## BEGIN DOCUMENT PASSAGE
But are lines crossed? How would the families of those involved feel, sitting down for an evening's entertainment and being confronted by their worst nightmares? In Cracked, the audience was asked to be sympathetic to the killer who, in the context of the fictional story, now had his psychosis under control. Inappropriate? Or courageously challenging us to look beyond the horrifying headlines? While Saving Hope's teen bullying plot seemed in danger of trivializing it, I think they gave more dialogue to the guy worried his wife would name their son "Jedi" than they did to the bullied teen (played by Less Than Kind's Brooke Palsson).

And when dramas fictionalize events to provide a buffer between them and the reality (and to avoid being sued!) they reshape the events, sometimes deliberately to make whatever "point" they want to make.

A number of Canadian cop dramas have enjoyed the participation of real life police officers. Night Heat, the seminal 1980s Canadian-made cop drama, was co-executive produced by Sonny Grosso, a real life New York detective turned film and TV producer (Roy Scheider played Grosso in The French Connection). While more recent series like The Bridge and the current CBC drama Cracked were created, or co-created, by police veterans.

This can lend these series an air of legitimacy, but they can also reflect biases and agendas.

Night Heat sometimes touched on social issues from a liberal POV, surprising for a cop show in an era of Hunter and TJ Hooker. Yet when it came to police and policing, there was no doubt where the series' loyalty lay -- and where it wanted the audience's loyalty to lie. Recurring Internal Affairs cops were depicted almost like vampires -- it bordered on unintentional camp!

And I'm not sure it gels with the reality. Real life reports of police investigating police can reveal toothless departments, or a tendency to investigate the civilian complainant rather than the accused officer.

It could be argued such TV cliches reflect a particular POV -- cop dramas telling stories exclusively from the police perspective.
## END DOCUMENT PASSAGE
## BEGIN INFORMATION SHOWN
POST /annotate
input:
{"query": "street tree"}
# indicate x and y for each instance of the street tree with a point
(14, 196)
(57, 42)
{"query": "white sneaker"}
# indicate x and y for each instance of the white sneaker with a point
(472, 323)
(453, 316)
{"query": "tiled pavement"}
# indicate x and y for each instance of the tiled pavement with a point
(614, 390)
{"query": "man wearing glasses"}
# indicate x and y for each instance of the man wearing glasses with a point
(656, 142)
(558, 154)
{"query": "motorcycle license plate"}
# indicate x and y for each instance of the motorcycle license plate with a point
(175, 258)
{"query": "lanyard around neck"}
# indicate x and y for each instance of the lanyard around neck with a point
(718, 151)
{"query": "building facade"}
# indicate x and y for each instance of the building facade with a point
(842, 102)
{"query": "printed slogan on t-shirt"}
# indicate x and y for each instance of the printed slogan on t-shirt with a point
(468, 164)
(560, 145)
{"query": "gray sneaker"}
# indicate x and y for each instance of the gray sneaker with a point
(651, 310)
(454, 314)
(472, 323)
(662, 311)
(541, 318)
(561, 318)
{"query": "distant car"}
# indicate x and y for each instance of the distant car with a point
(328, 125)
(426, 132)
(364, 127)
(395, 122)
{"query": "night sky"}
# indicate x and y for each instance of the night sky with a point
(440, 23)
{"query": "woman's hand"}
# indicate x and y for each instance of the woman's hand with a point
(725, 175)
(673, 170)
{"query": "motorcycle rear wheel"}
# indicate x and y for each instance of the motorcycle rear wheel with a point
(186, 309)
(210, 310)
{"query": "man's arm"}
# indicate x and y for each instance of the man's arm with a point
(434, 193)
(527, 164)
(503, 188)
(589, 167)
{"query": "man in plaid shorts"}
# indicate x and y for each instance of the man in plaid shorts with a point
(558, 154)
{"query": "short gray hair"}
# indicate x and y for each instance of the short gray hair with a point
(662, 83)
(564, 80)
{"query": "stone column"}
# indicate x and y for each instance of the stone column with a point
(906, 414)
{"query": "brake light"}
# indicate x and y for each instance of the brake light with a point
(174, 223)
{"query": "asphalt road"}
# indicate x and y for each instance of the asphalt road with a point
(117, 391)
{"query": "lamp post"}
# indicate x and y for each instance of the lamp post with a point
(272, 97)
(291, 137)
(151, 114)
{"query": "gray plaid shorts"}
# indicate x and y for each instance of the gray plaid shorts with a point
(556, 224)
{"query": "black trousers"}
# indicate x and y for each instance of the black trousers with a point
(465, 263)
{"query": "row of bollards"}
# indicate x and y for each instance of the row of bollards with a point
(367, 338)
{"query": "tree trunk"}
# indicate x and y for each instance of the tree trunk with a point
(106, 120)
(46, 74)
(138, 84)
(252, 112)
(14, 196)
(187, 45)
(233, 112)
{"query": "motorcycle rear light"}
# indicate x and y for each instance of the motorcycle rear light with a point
## END INFORMATION SHOWN
● WORK INSTRUCTIONS
[1] In the passage on Canadian cop dramas, reproduce everything from "A number of" down to "on unintentional camp!".
[2] Translate this sentence from the passage on Canadian cop dramas into French: "A number of Canadian cop dramas have enjoyed the participation of real life police officers."

● SOLUTIONS TO THE TASKS
[1]
A number of Canadian cop dramas have enjoyed the participation of real life police officers. Night Heat, the seminal 1980s Canadian-made cop drama, was co-executive produced by Sonny Grosso, a real life New York detective turned film and TV producer (Roy Scheider played Grosso in The French Connection). While more recent series like The Bridge and the current CBC drama Cracked were created, or co-created, by police veterans.

This can lend these series an air of legitimacy, but they can also reflect biases and agendas.

Night Heat sometimes touched on social issues from a liberal POV, surprising for a cop show in an era of Hunter and TJ Hooker. Yet when it came to police and policing, there was no doubt where the series' loyalty lay -- and where it wanted the audience's loyalty to lie. Recurring Internal Affairs cops were depicted almost like vampires -- it bordered on unintentional camp!

[2] Un certain nombre de séries policières canadiennes ont bénéficié de la participation de véritables policiers.